**Фрагмент страницы**
_ _ _ _ _ _ _
Конечно, подозрение было не только необоснованное, а просто идиотское. Оно показывало, какая атмосфера подозрений и слежки была тогда вокруг всех людей. Обвинение тех ребят в преступных замыслах было грубо сфабрикованным. Но на закрытом суде «тройка» чекистов приговорила к смертной казни всех из той компании, троих расстреляли, а остальным заменили казнь на десять лет заключения (а «десять лет» тогда обычно становились пожизненными).
Много деталей из той трагической эпопеи я узнал через двадцать лет, когда судьба свела меня с самой Ниной Ермаковой (она стала женой нобелевского лауреата академика Виталия Гинзбурга), и от других «преступников» — моих приятелей и соседей Миши Кудинова, Кости Богатырева и Володи Володина, которые стали писателями.
Мои родители тоже чувствовали, как сгущалась атмосфера вокруг них. Однажды, придя домой за полночь, я не застал их дома. Не очень пораженный, я стал стелить свою импровизированную постель из трех чемоданов. Но не было моего любимого небольшого чемодана из крокодиловой кожи, который я ставил себе под голову. В нем я хранил свои юношеские реликвии: один настоящий револьвер, хотя и со сломанным боевиком, так что стрелять из него было нельзя (я выменял его на что-то, когда мне было шестнадцать лет, а потом забыл про него). Был в чемодане и старинный кавказский кинжал из настоящего дамасского булата в серебряных ножнах — семейная реликвия от моего деда — терского казака. Я рассердился на родителей: зачем взяли чемодан с моими вещами? Все дети эгоистичны по отношению к родителям, особенно в возрасте от пятнадцати до двадцати. И я не был исключением. А мог бы быть внимательнее к ним.
_ _ _ _ _ _ _
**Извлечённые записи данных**
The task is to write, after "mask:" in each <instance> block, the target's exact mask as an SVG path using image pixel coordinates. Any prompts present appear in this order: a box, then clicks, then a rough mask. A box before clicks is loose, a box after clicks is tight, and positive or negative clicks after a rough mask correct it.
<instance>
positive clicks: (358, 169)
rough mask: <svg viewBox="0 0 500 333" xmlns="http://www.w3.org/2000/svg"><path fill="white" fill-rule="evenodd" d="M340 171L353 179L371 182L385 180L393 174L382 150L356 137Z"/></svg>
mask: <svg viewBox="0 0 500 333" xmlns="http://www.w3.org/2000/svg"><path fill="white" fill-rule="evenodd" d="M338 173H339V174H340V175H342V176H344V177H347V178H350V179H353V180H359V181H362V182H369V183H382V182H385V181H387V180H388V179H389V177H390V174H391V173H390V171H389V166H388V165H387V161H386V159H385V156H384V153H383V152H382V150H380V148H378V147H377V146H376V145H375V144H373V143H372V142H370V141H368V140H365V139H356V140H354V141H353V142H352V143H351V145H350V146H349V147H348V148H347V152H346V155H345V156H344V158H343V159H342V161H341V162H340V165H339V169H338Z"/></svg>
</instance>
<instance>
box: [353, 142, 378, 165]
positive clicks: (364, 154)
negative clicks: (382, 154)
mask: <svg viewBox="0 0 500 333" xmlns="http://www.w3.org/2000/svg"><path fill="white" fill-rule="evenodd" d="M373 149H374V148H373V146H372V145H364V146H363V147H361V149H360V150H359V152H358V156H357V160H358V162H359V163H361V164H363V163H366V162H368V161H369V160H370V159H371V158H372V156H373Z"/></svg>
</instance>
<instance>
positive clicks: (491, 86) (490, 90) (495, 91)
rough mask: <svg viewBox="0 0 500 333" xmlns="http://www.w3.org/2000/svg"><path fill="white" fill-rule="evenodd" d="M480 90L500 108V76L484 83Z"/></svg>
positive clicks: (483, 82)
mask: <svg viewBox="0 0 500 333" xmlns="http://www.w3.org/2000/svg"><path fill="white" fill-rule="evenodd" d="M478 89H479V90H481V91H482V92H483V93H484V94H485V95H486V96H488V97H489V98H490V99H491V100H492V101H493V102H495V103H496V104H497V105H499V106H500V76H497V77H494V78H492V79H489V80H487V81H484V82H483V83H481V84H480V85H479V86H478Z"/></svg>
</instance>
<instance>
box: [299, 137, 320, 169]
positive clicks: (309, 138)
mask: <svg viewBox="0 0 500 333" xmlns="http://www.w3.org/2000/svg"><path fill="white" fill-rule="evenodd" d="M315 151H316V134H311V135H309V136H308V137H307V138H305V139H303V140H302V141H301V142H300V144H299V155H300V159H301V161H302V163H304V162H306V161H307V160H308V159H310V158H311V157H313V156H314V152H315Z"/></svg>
_ _ _ _ _ _ _
Напишите продолжение отрывка воспоминаний о годах слежки и арестов, начав сразу после его последнего предложения.

**Ответ ниже**
Родители вернулись после часа ночи, с моим чемоданом. Я спросонья ворчливо просил их вернуть его мне, поставил под голову и снова заснул. Проснулся я от того, что родители приглушенно шептались у себя за занавеской. Я вспомнил странный эпизод вчерашней ночи, подсел на край их постели, и они мне все рассказали. Оказывается, родители были уверены, что отца могут арестовать, и решили избавиться от вещей, которые могли скомпрометировать их при обыске. Ночью они вышли со свертками и выбросили мои и другие вещи, включая фотографии и письма своих друзей, которые уже были арестованы. Еще они выбросили старинный японский самурайский меч, который отец привез после войны с Японией, — тоже холодное оружие.
От этого рассказа и от вида вздыхающего отца я ощутил неприятный холодок страха в спине. Со всей глубиной передались мне предчувствия родителей, я ясно увидел беспомощную неуверенность в будущем всех нас: если отца арестуют, выживет ли он?
Да ведь и нас с мамой тоже не оставят в покое, мы превратимся в гонимую и унижаемую семью «врага народа». Это случалось с миллионами семей, включая наших знакомых, это стало рядовым явлением жизни советского общества, начиная с кампании массовых арестов в 1937–1938 годах. Но вот прошло более десяти лет, народ выиграл такую жестокую войну. И мой отец се выиграл — почему же теперь?! Отец сказал:
— Надо быть готовым ко всему. Собери мне, лапа (так он звал маму), две пары белья, полотенце, носки, рубашку и кашне на случай, если они придут. Они ведь дают всего пятнадцать минут на сборы.